+++ Document extract +++

Total sales of neuromodulation products in the second quarter of 2013 were $108 million, up 2% from the second quarter of 2012. For the third quarter of 2013, we expect sales of neuromodulation products to be in the range of $100 million to $110 million. We continue to expect full year 2013 neuromodulation sales in the range of $425 million to $450 million.
The geographic breakdown of St. Jude Medical sales in the second quarter of 2013 is detailed in our press release. In total 48% of St. Jude Medical sales in the second quarter came from the United States. While 52% came from international markets.
The gross profit margin this quarter was 72.9% down approximately 110 basis points from the second quarter of 2012. For the full year 2013, we continue to expect gross profit margin to be in the range of 72.2% to 72.7%.
As a reminder, we are accounting for excise taxes, including the medical device excise tax as an inventoriable cost in 2013, which we estimate will reduce our gross profit margin by approximately 80 basis points to 100 basis points. Our second quarter SG&A expenses were 34.6% of net sales, a decrease of 40 basis points from the second quarter of 2012. For the full year 2013, we now forecast SG&A as a percentage of net sales to be in the range of 33.9% to 34.4%, which includes the additional investment to consolidate CardioMEMS and Spinal Modulation.
Research and development expenses in the second quarter of 2013 were 12.3% of net sales consistent with the second quarter of 2012. For the full year 2013, we now expect R&D as a percentage of net sales to be in the range of 12.2% to 12.7%, which includes the additional investment to consolidate CardioMEMS and Spinal Modulation, as well as the continued funding of our growth drivers to accelerate sales growth.
Other expense was $22 million in the second quarter and for the third quarter of 2012 – for the third quarter of 2013, we expect the other income and expense line item will be a net expense of approximately $16 million to $21 million. For the full year 2013, we expect the other expense line item to be approximately $75 million to $85 million. For the second quarter, the Company's effective income tax rate was 21.6% and for 2013, we now expect the effective tax rate to be in the range of 21.0% to 21.5%.
As we mentioned previously, we are treating both CardioMEMS and spinal modulation as variable interest entities and consolidating their results.
The guidance we have given for net sales and expenses for the third quarter and the remainder of 2013 includes their results on a gross basis. The portion of their net losses that is not attributable to St. Jude Medical has been added back to our net profit on the line captioned net losses attributable to noncontrolling interest and totaled $6 million in the second quarter.

+++

* [Description of the task]: Write the next part of the commentary on St. Jude Medical's second-quarter 2013 results, starting after its last sentence.

+++ Entries provided +++

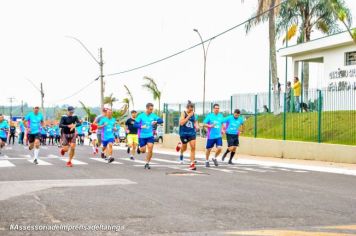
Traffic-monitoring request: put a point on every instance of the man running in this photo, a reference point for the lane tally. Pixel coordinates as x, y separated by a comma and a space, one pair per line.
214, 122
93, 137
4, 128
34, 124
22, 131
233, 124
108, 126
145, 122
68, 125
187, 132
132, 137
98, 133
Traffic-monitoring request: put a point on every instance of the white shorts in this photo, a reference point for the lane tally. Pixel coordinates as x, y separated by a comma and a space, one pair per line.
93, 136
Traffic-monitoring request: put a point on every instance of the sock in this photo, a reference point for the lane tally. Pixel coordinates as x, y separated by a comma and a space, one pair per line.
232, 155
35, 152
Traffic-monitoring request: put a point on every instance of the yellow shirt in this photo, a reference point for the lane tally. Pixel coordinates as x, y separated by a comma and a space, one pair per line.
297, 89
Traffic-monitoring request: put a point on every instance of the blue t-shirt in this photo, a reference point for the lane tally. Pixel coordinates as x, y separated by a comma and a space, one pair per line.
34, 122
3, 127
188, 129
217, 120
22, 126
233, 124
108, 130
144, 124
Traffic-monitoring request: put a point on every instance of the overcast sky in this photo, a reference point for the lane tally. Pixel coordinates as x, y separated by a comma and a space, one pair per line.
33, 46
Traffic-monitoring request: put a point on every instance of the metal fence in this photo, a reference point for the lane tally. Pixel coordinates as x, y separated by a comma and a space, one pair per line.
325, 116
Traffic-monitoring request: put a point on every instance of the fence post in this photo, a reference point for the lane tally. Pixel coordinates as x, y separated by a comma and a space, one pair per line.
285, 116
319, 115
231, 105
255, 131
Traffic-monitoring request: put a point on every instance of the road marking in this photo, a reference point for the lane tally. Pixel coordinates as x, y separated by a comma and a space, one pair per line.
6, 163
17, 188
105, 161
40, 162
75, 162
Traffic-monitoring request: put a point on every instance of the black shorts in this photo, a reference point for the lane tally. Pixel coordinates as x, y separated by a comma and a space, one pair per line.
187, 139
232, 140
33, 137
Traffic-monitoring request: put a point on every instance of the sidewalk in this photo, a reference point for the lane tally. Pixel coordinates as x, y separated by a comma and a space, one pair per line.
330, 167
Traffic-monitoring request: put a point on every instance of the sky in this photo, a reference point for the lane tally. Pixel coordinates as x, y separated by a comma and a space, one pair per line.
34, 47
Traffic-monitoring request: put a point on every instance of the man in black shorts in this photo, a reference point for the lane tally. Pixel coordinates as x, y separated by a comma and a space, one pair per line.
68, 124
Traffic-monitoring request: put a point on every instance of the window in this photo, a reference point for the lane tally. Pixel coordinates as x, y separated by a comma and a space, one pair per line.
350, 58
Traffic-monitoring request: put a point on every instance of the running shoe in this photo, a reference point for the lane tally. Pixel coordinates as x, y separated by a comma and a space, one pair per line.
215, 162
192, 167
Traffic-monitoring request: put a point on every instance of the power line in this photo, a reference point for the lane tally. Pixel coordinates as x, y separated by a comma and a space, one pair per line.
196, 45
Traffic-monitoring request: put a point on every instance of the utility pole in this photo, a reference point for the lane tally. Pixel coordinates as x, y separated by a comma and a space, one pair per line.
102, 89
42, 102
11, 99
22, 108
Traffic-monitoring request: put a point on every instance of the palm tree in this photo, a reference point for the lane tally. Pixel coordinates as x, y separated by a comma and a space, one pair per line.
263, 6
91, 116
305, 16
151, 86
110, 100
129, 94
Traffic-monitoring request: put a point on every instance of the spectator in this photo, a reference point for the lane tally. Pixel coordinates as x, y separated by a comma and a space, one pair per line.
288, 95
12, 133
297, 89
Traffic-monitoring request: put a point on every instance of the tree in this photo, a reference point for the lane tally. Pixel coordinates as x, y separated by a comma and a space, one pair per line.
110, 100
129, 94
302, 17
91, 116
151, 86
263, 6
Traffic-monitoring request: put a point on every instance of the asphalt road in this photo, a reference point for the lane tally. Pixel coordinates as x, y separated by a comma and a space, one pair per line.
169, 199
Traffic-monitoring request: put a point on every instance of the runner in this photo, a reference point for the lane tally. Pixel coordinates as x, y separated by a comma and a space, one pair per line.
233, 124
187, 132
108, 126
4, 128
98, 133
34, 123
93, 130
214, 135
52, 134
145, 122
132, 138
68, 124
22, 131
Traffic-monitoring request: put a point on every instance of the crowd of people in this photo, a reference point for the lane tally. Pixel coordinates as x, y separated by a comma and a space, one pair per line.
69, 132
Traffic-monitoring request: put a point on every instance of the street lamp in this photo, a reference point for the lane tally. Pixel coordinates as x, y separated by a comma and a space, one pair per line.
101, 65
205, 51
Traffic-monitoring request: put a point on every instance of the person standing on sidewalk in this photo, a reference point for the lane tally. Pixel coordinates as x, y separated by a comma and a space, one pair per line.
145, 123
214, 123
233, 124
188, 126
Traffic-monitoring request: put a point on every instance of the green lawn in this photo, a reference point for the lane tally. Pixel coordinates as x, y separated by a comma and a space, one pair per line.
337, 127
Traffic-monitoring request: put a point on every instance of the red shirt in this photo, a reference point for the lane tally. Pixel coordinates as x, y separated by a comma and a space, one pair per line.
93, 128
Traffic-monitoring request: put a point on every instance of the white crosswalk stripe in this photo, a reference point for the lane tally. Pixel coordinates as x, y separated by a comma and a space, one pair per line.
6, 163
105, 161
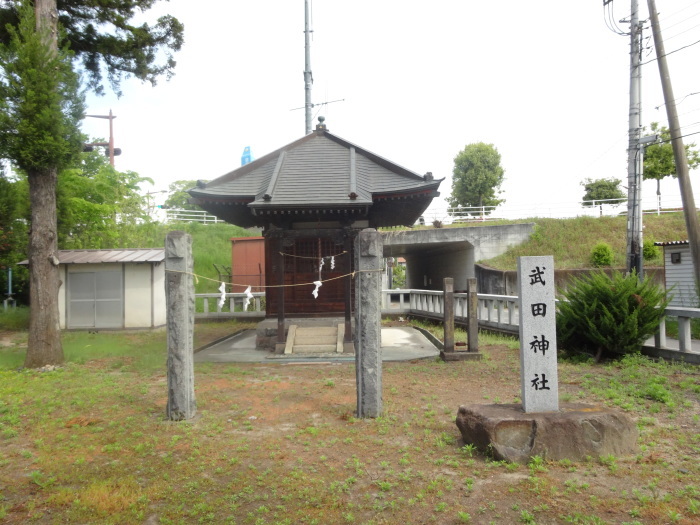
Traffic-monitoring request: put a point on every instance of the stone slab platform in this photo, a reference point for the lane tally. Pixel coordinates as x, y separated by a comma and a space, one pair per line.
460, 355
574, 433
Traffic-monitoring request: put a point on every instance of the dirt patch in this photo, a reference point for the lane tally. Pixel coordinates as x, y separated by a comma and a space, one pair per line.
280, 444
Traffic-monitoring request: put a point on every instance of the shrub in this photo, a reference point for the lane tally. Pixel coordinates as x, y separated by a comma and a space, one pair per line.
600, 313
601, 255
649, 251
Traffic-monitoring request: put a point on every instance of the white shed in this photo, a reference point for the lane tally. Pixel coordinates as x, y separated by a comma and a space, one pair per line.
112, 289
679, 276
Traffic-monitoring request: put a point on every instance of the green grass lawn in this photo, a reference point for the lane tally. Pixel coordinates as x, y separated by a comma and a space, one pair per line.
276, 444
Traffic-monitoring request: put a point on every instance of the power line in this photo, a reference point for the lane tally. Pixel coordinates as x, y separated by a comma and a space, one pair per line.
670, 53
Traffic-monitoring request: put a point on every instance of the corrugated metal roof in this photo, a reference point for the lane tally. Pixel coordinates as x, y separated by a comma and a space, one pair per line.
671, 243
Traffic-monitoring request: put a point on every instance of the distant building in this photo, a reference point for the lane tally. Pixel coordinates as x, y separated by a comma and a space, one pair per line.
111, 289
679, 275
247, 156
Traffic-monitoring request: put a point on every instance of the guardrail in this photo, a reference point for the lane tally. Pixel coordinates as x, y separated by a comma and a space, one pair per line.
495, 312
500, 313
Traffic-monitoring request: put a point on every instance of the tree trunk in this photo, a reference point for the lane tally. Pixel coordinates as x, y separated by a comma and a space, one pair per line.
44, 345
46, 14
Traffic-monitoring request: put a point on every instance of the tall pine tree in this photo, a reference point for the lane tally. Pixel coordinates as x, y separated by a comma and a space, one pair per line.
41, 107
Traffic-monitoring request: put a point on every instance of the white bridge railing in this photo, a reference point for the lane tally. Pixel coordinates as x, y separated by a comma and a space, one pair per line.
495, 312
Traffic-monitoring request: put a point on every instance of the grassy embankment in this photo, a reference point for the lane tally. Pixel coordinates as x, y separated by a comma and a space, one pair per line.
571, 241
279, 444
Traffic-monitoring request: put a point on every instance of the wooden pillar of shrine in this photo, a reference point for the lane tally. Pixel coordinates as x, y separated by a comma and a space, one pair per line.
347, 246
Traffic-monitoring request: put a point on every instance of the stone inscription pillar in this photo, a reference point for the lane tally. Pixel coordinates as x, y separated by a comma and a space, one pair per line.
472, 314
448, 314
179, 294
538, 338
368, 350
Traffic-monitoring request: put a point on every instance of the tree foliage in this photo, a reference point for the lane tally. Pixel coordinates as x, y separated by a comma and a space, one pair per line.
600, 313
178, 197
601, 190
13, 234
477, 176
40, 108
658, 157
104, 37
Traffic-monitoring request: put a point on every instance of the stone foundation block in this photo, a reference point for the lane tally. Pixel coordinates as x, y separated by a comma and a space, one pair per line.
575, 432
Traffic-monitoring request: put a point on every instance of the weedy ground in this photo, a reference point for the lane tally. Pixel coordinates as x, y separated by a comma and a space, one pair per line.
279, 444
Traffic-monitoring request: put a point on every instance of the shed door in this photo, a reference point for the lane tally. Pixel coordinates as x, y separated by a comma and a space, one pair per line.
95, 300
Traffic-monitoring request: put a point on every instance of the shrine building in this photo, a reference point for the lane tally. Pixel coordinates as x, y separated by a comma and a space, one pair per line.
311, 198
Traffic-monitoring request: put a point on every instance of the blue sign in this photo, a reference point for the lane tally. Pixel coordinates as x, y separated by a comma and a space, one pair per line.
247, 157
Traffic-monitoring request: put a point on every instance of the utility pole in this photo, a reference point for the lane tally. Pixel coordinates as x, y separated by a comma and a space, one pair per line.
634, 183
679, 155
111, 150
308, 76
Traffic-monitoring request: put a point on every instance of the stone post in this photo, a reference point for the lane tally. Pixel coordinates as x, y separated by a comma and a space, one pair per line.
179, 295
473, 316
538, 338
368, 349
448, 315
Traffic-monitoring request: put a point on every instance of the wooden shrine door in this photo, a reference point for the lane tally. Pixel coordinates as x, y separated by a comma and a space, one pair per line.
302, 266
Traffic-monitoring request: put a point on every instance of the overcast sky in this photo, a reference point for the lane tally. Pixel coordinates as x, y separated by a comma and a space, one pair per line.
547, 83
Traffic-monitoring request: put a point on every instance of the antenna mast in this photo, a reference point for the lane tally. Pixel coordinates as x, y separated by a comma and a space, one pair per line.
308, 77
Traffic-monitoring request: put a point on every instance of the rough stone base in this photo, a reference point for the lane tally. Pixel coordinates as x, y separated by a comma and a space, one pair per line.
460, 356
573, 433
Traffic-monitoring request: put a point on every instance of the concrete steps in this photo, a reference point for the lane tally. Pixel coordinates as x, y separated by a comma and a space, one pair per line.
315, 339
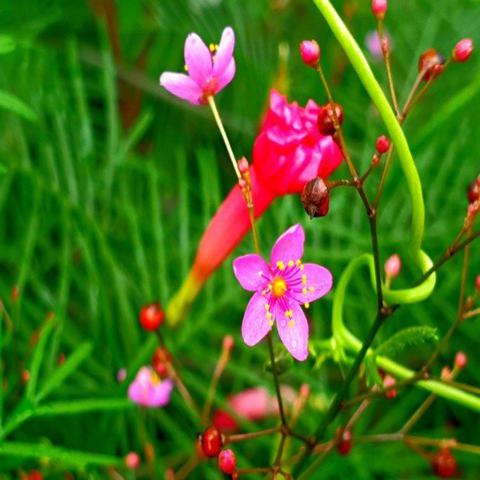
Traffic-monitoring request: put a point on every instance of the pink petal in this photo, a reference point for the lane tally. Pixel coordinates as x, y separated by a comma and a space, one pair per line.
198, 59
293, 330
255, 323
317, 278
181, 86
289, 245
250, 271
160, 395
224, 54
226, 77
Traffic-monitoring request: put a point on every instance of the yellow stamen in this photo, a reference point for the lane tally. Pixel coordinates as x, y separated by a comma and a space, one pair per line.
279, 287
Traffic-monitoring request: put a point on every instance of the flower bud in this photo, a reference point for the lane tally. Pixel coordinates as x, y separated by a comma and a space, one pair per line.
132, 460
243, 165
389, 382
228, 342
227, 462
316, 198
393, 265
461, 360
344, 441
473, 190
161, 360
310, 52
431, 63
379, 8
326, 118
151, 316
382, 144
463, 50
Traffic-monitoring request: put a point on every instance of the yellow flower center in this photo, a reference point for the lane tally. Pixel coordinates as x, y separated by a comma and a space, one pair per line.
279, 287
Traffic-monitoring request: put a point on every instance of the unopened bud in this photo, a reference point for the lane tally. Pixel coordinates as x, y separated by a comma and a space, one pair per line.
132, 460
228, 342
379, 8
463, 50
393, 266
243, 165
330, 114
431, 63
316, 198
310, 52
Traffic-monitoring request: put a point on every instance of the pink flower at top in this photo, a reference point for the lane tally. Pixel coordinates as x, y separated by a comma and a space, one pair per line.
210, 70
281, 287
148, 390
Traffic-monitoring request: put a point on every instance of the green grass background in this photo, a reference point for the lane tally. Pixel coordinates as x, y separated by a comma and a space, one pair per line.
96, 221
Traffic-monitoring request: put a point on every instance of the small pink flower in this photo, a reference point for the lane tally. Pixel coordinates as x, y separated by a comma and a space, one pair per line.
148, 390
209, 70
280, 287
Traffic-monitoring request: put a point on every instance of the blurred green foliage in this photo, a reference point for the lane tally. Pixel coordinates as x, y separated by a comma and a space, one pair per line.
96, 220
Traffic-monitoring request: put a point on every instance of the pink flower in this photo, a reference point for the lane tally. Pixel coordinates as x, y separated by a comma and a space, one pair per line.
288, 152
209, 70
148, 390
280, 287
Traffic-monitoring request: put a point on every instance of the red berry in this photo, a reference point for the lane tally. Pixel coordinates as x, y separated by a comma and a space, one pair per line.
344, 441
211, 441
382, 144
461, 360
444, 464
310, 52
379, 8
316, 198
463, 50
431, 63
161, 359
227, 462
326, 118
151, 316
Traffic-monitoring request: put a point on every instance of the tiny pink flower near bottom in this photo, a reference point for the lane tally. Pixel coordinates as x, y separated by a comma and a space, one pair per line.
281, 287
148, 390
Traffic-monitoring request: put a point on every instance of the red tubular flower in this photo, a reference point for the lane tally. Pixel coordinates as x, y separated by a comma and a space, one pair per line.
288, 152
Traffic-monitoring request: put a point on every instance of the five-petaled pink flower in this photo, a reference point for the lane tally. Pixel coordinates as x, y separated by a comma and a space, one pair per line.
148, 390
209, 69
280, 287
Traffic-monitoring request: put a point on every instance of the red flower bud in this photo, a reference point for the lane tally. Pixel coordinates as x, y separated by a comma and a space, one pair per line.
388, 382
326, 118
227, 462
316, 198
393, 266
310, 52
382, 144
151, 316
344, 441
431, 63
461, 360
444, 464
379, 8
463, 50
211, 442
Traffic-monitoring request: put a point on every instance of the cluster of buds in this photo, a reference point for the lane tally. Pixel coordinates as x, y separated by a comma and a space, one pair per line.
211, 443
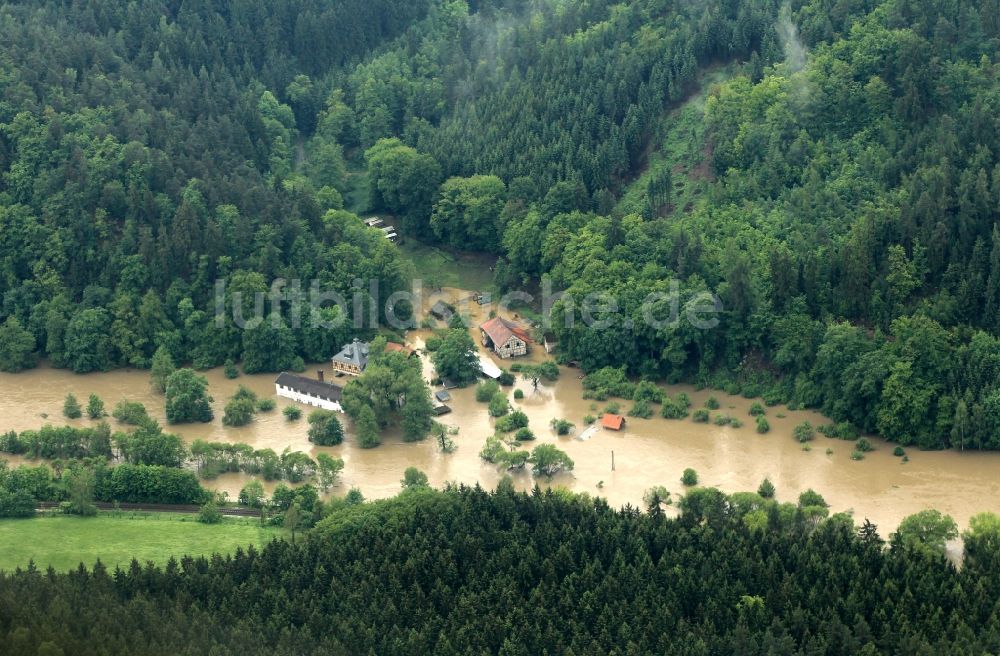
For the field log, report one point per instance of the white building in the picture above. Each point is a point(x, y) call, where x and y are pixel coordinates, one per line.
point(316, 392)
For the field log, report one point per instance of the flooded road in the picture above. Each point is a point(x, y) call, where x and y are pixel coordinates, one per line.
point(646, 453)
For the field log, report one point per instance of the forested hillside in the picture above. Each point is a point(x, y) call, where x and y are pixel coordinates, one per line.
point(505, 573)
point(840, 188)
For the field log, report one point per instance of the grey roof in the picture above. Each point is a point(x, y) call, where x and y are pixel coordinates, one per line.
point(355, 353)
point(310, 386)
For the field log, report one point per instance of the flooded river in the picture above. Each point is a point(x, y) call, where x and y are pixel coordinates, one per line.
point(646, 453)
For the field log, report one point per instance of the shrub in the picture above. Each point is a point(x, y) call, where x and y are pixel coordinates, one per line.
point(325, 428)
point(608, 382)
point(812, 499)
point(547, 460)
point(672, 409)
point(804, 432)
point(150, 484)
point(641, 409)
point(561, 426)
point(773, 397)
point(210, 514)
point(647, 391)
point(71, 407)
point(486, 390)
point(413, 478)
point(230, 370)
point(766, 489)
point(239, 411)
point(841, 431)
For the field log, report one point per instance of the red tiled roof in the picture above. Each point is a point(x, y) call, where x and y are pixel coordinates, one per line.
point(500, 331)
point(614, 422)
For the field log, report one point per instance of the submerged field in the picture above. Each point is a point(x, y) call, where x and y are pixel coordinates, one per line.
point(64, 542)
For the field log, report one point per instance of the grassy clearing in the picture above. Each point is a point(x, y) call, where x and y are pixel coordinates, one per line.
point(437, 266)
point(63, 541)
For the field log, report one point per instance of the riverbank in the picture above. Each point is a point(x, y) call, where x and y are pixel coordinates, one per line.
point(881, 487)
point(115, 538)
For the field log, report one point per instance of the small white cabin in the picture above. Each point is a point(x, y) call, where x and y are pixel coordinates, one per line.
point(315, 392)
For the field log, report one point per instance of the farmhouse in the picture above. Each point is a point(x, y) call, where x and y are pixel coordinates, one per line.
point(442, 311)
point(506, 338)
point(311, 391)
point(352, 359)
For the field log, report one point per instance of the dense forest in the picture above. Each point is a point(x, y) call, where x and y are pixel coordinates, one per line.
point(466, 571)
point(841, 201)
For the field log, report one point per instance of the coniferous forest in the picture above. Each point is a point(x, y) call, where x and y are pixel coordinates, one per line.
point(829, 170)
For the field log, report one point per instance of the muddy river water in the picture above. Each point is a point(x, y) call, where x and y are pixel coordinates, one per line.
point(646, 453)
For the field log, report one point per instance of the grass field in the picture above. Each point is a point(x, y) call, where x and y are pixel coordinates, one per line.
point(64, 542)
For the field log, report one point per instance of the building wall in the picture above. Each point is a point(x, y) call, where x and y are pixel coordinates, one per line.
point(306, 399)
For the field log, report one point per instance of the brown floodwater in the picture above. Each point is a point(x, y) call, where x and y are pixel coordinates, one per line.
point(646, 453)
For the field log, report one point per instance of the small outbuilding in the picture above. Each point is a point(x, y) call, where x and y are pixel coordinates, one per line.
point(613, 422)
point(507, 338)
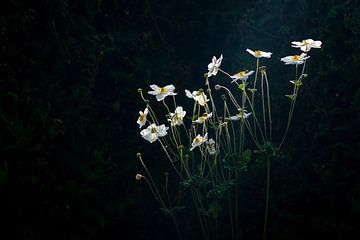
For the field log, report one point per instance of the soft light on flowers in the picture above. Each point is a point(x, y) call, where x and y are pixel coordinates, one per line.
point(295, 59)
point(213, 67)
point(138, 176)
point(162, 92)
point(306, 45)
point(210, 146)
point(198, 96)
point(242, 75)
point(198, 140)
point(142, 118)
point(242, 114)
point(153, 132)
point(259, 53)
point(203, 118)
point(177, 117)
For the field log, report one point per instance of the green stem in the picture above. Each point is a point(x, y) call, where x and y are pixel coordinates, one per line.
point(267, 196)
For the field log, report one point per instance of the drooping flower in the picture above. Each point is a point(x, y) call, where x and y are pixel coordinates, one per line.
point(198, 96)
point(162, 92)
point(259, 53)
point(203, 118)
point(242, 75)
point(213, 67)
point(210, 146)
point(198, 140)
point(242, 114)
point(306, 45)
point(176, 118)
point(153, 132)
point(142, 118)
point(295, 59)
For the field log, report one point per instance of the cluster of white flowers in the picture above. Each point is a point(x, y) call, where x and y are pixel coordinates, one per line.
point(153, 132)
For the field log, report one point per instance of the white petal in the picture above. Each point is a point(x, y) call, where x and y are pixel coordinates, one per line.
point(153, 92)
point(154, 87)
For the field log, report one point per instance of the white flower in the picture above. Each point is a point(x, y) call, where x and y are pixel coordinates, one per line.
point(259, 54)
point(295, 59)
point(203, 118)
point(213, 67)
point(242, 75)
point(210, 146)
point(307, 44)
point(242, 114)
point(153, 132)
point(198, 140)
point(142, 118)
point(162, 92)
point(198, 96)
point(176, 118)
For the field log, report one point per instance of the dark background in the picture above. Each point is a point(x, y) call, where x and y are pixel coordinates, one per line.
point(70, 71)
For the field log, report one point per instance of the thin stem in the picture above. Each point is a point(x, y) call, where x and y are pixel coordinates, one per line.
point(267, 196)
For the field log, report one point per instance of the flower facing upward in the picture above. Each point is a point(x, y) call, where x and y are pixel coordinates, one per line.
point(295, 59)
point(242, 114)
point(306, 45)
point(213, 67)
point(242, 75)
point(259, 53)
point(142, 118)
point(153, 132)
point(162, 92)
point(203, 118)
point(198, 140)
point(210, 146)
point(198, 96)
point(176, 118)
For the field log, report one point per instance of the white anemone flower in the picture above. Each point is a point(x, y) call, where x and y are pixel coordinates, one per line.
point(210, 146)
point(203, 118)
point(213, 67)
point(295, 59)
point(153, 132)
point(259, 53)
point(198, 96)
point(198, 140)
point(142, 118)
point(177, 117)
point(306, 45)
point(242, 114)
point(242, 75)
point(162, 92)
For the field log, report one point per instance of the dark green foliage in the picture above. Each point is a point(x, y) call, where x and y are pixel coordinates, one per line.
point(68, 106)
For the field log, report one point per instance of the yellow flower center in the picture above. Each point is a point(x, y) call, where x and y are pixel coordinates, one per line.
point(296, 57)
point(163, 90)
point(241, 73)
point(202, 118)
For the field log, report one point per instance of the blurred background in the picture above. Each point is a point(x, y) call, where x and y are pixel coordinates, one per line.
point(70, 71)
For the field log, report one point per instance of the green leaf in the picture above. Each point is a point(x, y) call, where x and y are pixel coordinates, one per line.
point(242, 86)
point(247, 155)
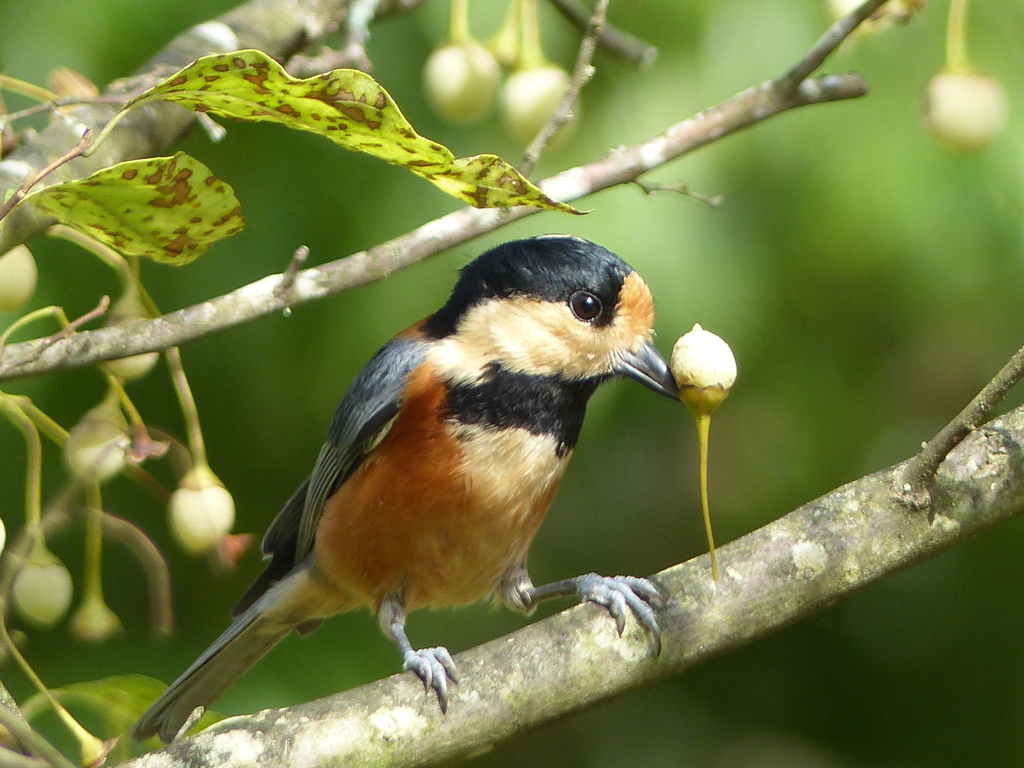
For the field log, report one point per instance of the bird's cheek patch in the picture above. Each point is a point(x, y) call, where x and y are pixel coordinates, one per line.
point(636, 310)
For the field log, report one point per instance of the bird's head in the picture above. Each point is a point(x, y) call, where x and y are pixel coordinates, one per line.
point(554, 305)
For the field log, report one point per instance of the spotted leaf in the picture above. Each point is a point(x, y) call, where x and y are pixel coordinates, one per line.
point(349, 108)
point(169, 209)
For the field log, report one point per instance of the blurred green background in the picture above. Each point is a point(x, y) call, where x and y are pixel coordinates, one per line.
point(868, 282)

+++

* [Result]:
For the third quarter of 2013, we estimate that this line item will total approximately $8 million to $13 million and for the full year we expect this line item to total approximately $27 million to $32 million.
Moving on to the balance sheet, at the end of the second quarter 2013 we had $1.2 billion in cash and cash equivalents and $3.6 billion in totaled debt. There were no borrowings outstanding under our $1.5 billion revolving credit facility available with the group of banks.
As we have previously discussed, in April we issued a total of $1.6 billion in debt, consisting of $900 million of 3.25% senior notes that are due in 2023 and $700 million in 4.75% notes due in 2043. A significant portion of the proceeds were used to redeem in full the Company's $700 million 3.75% notes due in 2014 and the $500 million (4.875%) notes due in 2019.
As is customary with the reduction of these notes, we recognized a sizable one-time charge related to the contractual make-whole provisions of these notes.
The rationale to pay the 2014 and 2019 senior notes early was based on an analysis which supported the early redemption, make all payments if you assume interest rates would increase by approximately 50 basis points by the time of their scheduled maturity dates. After just three months, interest rates have already increased by more than this amount.
As a result of these actions, we retired notes with a weighted average maturity of 3.4 years with notes that's having a weighted average maturity of 18.75 years and a lower weighted average interest rate.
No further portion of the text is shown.